- _WORK REQUIRED_:
Copy out all lines from the entries below in which "sandy" occurs.

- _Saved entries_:
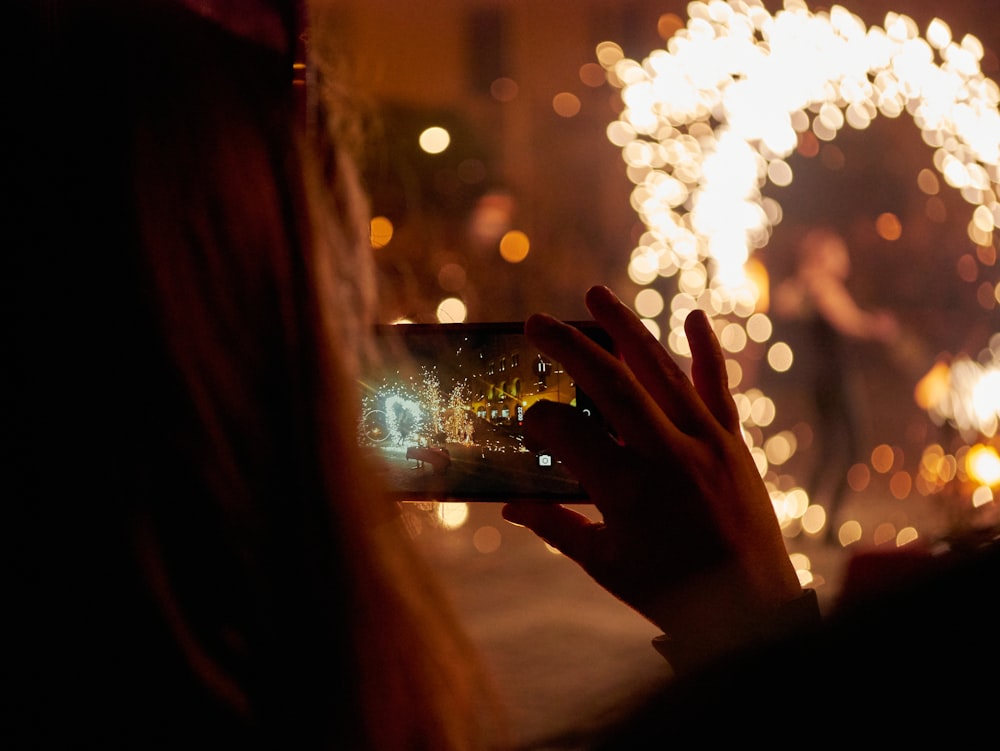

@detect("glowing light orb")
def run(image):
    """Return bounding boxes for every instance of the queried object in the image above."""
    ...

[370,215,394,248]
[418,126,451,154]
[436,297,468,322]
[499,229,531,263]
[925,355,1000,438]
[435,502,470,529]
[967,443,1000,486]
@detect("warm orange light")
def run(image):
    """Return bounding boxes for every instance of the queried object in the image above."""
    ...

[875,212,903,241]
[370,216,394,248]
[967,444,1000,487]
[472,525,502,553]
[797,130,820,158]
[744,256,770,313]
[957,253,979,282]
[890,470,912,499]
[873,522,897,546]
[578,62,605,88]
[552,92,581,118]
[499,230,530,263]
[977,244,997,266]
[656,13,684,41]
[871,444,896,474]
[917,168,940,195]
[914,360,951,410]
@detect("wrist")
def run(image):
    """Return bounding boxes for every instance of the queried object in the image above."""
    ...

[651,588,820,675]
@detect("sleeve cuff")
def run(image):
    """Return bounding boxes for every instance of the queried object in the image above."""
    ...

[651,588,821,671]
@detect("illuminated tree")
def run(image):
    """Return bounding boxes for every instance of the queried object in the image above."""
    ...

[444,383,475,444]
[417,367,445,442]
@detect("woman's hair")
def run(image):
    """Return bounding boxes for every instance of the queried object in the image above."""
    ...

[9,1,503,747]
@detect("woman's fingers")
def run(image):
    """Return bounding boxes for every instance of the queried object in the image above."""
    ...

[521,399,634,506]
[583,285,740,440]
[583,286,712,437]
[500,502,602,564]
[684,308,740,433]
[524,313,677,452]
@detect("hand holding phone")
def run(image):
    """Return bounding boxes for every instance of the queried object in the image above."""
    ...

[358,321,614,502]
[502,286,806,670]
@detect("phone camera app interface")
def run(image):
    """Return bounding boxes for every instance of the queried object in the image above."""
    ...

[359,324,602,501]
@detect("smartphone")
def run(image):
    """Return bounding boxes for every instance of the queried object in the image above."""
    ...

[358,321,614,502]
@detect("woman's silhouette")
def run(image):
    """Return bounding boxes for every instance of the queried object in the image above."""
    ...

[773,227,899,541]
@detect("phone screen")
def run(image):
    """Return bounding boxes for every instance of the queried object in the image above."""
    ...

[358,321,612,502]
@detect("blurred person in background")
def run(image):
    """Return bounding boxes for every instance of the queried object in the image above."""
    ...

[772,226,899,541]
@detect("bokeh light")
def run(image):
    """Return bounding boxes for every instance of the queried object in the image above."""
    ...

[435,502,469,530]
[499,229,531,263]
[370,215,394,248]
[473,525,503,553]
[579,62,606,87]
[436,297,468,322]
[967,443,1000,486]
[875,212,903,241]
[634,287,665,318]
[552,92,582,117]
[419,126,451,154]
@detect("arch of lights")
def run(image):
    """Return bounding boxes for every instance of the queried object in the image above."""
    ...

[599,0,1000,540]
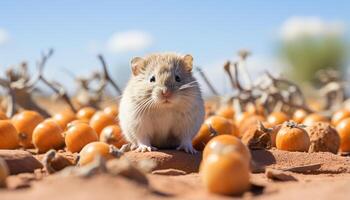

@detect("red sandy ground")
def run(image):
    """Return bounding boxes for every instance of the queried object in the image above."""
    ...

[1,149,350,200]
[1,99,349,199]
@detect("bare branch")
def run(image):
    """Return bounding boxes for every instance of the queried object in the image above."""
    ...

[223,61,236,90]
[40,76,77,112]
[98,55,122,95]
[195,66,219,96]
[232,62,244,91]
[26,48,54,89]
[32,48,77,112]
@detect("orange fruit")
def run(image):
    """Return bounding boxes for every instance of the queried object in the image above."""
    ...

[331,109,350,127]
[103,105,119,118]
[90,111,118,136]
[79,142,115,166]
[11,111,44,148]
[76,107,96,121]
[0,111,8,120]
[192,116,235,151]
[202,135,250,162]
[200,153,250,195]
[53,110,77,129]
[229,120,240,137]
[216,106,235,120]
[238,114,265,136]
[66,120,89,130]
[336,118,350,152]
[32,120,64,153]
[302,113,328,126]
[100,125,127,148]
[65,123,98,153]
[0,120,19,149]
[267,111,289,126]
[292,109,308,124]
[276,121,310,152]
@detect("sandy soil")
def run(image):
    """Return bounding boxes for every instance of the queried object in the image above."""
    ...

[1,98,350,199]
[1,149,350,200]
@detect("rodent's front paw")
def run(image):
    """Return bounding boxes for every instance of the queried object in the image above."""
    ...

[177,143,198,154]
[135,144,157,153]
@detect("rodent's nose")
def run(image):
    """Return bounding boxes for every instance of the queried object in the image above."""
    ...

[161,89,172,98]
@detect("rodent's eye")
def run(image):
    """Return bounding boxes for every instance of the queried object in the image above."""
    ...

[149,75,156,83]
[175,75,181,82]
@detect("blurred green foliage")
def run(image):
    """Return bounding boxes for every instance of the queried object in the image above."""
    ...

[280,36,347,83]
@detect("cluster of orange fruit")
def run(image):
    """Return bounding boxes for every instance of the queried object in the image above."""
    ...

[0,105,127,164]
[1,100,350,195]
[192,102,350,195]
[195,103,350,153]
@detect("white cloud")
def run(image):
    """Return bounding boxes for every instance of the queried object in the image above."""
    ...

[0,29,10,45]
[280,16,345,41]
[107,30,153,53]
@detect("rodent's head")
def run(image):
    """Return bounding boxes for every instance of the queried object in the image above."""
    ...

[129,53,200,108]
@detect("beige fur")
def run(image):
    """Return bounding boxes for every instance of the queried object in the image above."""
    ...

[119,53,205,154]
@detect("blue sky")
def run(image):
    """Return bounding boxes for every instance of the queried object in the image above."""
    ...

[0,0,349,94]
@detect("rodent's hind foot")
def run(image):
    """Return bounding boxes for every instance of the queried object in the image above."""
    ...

- _RESULT FOR THIS EXERCISE_:
@detect("red sandy ground")
@detect("sandy soil")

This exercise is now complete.